··· Material to process

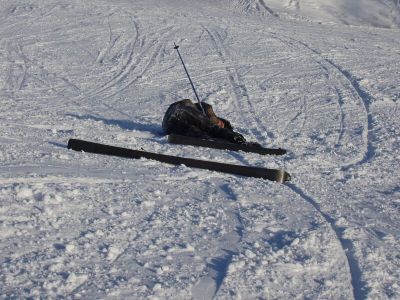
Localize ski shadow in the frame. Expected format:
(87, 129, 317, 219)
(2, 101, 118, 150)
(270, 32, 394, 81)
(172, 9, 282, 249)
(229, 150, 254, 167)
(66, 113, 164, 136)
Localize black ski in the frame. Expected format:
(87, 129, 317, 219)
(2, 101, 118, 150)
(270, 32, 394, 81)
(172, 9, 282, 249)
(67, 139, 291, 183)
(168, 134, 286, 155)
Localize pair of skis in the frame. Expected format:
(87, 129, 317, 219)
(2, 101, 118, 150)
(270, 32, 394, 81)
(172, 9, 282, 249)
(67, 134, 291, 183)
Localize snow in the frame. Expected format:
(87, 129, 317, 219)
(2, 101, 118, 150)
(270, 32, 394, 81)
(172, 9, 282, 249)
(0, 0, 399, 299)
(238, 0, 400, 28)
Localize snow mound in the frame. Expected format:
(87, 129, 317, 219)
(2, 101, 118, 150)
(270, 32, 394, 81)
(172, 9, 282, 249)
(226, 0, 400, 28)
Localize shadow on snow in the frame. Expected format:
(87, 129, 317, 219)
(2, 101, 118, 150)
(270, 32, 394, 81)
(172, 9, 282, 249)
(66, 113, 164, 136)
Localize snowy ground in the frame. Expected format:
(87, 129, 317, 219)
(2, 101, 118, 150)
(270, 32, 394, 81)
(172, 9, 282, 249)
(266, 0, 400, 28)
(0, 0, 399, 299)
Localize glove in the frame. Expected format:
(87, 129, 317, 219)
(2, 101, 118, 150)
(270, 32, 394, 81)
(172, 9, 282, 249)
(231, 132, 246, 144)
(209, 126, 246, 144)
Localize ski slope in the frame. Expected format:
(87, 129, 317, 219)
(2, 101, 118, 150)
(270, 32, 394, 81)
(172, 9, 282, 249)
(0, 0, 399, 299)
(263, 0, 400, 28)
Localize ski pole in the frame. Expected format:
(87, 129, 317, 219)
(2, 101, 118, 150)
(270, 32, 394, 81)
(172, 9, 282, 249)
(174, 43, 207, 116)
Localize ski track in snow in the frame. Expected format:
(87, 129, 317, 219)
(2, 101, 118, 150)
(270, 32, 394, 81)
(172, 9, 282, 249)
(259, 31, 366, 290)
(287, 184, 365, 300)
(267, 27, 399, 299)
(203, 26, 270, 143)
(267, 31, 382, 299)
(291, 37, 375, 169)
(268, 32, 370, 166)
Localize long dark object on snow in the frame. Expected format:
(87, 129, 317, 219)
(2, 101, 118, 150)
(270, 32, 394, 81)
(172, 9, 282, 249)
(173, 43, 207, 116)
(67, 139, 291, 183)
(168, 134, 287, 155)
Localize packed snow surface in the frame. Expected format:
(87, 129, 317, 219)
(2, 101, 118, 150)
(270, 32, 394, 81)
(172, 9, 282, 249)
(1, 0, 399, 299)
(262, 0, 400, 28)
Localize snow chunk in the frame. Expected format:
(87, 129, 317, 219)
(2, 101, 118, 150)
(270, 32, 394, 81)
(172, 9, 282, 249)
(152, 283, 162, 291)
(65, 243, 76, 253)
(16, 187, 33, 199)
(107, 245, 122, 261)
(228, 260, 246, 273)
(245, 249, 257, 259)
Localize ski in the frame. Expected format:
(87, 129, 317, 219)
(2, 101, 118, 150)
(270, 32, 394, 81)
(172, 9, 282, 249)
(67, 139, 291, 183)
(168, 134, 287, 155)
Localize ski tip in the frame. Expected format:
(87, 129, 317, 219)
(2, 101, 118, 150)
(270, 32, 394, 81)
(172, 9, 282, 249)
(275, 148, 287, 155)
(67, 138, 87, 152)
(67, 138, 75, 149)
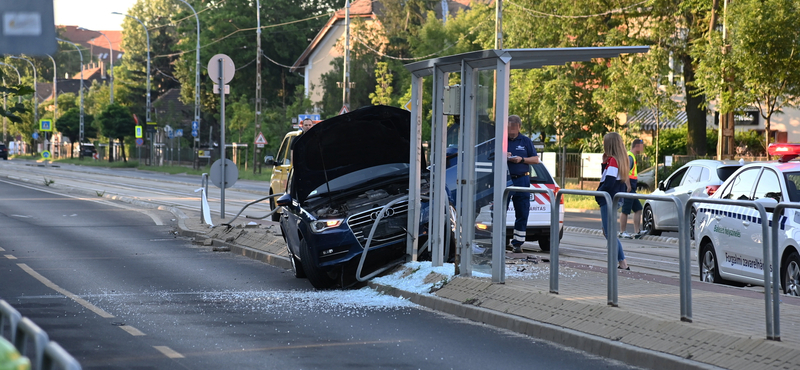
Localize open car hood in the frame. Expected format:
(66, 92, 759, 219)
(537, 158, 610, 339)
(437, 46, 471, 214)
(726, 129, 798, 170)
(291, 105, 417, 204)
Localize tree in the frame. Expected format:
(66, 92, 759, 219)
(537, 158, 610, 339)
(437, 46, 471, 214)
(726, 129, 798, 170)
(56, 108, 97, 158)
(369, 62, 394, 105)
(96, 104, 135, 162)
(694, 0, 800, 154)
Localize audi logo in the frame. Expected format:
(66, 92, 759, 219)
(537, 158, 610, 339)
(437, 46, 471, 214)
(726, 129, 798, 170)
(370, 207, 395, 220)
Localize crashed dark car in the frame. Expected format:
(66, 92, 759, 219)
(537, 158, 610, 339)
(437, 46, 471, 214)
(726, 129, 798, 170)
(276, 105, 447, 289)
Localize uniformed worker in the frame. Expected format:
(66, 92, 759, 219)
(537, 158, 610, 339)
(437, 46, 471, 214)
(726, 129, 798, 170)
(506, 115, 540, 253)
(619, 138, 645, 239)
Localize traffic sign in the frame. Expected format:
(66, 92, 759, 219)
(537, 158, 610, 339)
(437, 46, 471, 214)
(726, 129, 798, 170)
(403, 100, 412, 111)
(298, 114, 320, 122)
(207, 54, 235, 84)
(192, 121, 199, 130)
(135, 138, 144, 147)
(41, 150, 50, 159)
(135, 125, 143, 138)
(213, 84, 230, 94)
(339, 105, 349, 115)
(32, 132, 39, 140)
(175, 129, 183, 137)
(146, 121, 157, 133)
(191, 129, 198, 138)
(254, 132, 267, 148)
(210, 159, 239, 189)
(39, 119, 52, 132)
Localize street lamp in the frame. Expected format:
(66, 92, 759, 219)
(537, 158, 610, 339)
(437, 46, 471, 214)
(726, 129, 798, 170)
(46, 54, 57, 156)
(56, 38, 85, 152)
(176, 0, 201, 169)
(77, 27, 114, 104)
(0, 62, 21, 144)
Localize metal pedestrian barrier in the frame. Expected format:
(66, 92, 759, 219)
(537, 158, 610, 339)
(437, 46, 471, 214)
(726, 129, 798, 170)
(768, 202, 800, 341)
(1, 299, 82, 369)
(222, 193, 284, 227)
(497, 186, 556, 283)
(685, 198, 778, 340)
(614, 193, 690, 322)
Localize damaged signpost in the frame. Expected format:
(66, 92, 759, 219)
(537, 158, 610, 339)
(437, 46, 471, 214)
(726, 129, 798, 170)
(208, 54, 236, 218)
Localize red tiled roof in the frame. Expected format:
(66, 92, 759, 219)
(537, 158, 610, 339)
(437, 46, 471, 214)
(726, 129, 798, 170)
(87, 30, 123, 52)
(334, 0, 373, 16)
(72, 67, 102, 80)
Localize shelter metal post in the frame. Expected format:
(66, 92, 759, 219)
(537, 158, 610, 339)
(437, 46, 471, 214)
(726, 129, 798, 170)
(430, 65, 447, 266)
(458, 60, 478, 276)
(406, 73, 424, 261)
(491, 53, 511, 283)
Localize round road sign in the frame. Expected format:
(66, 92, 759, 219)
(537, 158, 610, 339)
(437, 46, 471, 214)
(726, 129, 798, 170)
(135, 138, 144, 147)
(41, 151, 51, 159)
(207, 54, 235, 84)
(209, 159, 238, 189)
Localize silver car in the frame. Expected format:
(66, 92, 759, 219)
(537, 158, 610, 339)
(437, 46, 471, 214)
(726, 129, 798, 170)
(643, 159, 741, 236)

······

Exactly as written above, print every line of the data but not its pictures.

Localize ski shadow in the frame. Expected format:
(87, 129, 317, 219)
(2, 101, 118, 150)
(270, 32, 394, 81)
(172, 9, 282, 249)
(229, 150, 254, 167)
(66, 113, 164, 136)
Localize black ski in the frame. Expected format:
(87, 129, 317, 219)
(2, 101, 118, 150)
(270, 32, 394, 81)
(172, 9, 282, 249)
(67, 139, 291, 183)
(168, 134, 286, 155)
Localize pair of skis in the frame. Expected format:
(87, 129, 317, 219)
(2, 101, 118, 150)
(270, 32, 394, 81)
(172, 9, 282, 249)
(67, 134, 291, 183)
Localize snow in the frame. Expected format:
(87, 129, 317, 219)
(2, 101, 118, 150)
(270, 32, 394, 81)
(172, 9, 282, 249)
(0, 0, 399, 299)
(238, 0, 400, 28)
Localize snow mound in the frame. Expected format:
(87, 129, 317, 219)
(2, 101, 118, 150)
(270, 32, 394, 81)
(172, 9, 282, 249)
(226, 0, 400, 28)
Localize shadow on snow in the frame. Expected format:
(87, 129, 317, 219)
(2, 101, 118, 150)
(270, 32, 394, 81)
(172, 9, 282, 249)
(66, 113, 164, 136)
Localize snowy ground in the frame. Expected format:
(87, 129, 317, 219)
(2, 101, 118, 150)
(270, 32, 394, 81)
(172, 9, 282, 249)
(266, 0, 400, 28)
(0, 0, 399, 299)
Localize glove in the frame. Expected format:
(87, 129, 317, 219)
(2, 101, 118, 150)
(270, 32, 394, 81)
(172, 9, 282, 249)
(231, 132, 246, 144)
(209, 126, 246, 144)
Localize ski slope in the frame. Expected format:
(87, 129, 317, 219)
(2, 101, 118, 150)
(270, 32, 394, 81)
(172, 9, 282, 249)
(0, 0, 399, 299)
(263, 0, 400, 28)
Localize ski pole in the frame. Expected format:
(87, 129, 317, 219)
(2, 101, 118, 150)
(270, 32, 394, 81)
(172, 9, 282, 249)
(174, 43, 207, 116)
Localize ski track in snow in the frame. Expected format:
(87, 129, 317, 219)
(2, 101, 118, 150)
(270, 32, 394, 81)
(172, 9, 282, 249)
(259, 31, 366, 290)
(287, 184, 365, 300)
(267, 27, 399, 299)
(203, 26, 270, 143)
(267, 31, 382, 299)
(291, 37, 375, 169)
(268, 32, 370, 166)
Localize long dark object on snow in the frame. Expected format:
(87, 129, 317, 219)
(2, 101, 118, 150)
(270, 32, 394, 81)
(172, 9, 282, 249)
(173, 43, 207, 116)
(67, 139, 291, 183)
(168, 134, 287, 155)
Localize packed snow surface in the frame. Expected format:
(87, 129, 317, 219)
(2, 101, 118, 150)
(270, 32, 394, 81)
(172, 9, 282, 249)
(1, 0, 399, 299)
(262, 0, 400, 28)
Localize snow chunk in the frame. Expected format:
(87, 129, 317, 219)
(2, 101, 118, 150)
(270, 32, 394, 81)
(172, 9, 282, 249)
(152, 283, 162, 291)
(65, 243, 76, 253)
(16, 187, 33, 199)
(107, 245, 122, 261)
(228, 260, 246, 273)
(245, 249, 257, 259)
Localize ski in the frame. Expected format:
(87, 129, 317, 219)
(2, 101, 118, 150)
(270, 32, 394, 81)
(172, 9, 282, 249)
(67, 139, 291, 183)
(168, 134, 287, 155)
Localize ski tip in the frame. Expected format:
(87, 129, 317, 219)
(2, 101, 118, 150)
(270, 32, 394, 81)
(172, 9, 282, 249)
(275, 148, 287, 155)
(67, 138, 87, 152)
(67, 138, 75, 149)
Localize open car hood in the frame. Expected format:
(66, 92, 759, 219)
(537, 158, 610, 339)
(437, 46, 471, 214)
(726, 129, 798, 170)
(291, 105, 417, 204)
Localize tree in the frame. Expected format:
(66, 92, 759, 219)
(537, 158, 610, 339)
(437, 46, 471, 214)
(726, 129, 798, 170)
(56, 108, 97, 158)
(369, 62, 394, 105)
(96, 104, 135, 162)
(694, 0, 800, 154)
Localize audi logo in the frame. Expected format:
(66, 92, 759, 219)
(537, 158, 610, 339)
(437, 46, 471, 214)
(726, 129, 798, 170)
(370, 207, 395, 220)
Localize crashed dark car in the frame. Expected format:
(66, 92, 759, 219)
(537, 158, 610, 339)
(437, 46, 471, 214)
(726, 129, 798, 170)
(276, 105, 447, 289)
Localize uniformed worker in the frame. Expected format:
(66, 92, 759, 219)
(537, 158, 610, 339)
(437, 46, 471, 214)
(726, 129, 798, 170)
(506, 115, 540, 253)
(619, 138, 645, 239)
Localize traffic sign in the frame. Expected format:
(66, 92, 759, 219)
(537, 158, 610, 339)
(437, 46, 471, 214)
(726, 129, 798, 170)
(403, 100, 412, 111)
(298, 114, 320, 122)
(207, 54, 235, 84)
(192, 121, 199, 130)
(135, 138, 144, 147)
(41, 150, 50, 159)
(135, 125, 143, 138)
(213, 84, 230, 94)
(339, 105, 349, 115)
(32, 132, 39, 140)
(175, 129, 183, 137)
(146, 121, 157, 133)
(191, 129, 198, 138)
(254, 132, 267, 148)
(210, 159, 239, 189)
(39, 119, 52, 132)
Localize street lamp in the frame. Expected format:
(66, 92, 759, 219)
(537, 158, 610, 339)
(437, 46, 471, 214)
(726, 129, 798, 170)
(46, 54, 57, 156)
(56, 38, 85, 152)
(176, 0, 201, 169)
(77, 27, 114, 104)
(0, 62, 21, 144)
Localize metal pedestrian barrier in the frame. Expected format:
(66, 92, 759, 219)
(537, 158, 610, 339)
(437, 46, 471, 214)
(726, 129, 798, 170)
(768, 202, 800, 341)
(1, 299, 82, 369)
(222, 193, 284, 227)
(497, 186, 556, 283)
(685, 198, 778, 340)
(614, 193, 690, 322)
Localize damaged signpost in the frame. Expected format:
(66, 92, 759, 219)
(537, 158, 610, 339)
(437, 46, 471, 214)
(726, 129, 798, 170)
(208, 54, 236, 218)
Localize red tiled roof in the frame. Expected format:
(66, 92, 759, 219)
(537, 158, 610, 339)
(437, 46, 471, 214)
(726, 129, 798, 170)
(87, 30, 123, 52)
(334, 0, 373, 16)
(72, 67, 102, 80)
Localize shelter metal post in the frame. Expected format:
(66, 92, 759, 219)
(537, 158, 610, 339)
(437, 46, 471, 214)
(726, 129, 798, 170)
(430, 65, 447, 266)
(458, 60, 478, 276)
(406, 73, 424, 261)
(491, 53, 511, 283)
Localize round road sign in the frame. Expected format:
(66, 92, 759, 219)
(537, 158, 610, 339)
(437, 46, 471, 214)
(726, 129, 798, 170)
(135, 138, 144, 147)
(41, 151, 51, 159)
(207, 54, 235, 84)
(209, 159, 238, 189)
Localize silver car in the frame. Expected format:
(66, 92, 759, 219)
(537, 158, 610, 339)
(437, 46, 471, 214)
(726, 129, 798, 170)
(643, 159, 741, 236)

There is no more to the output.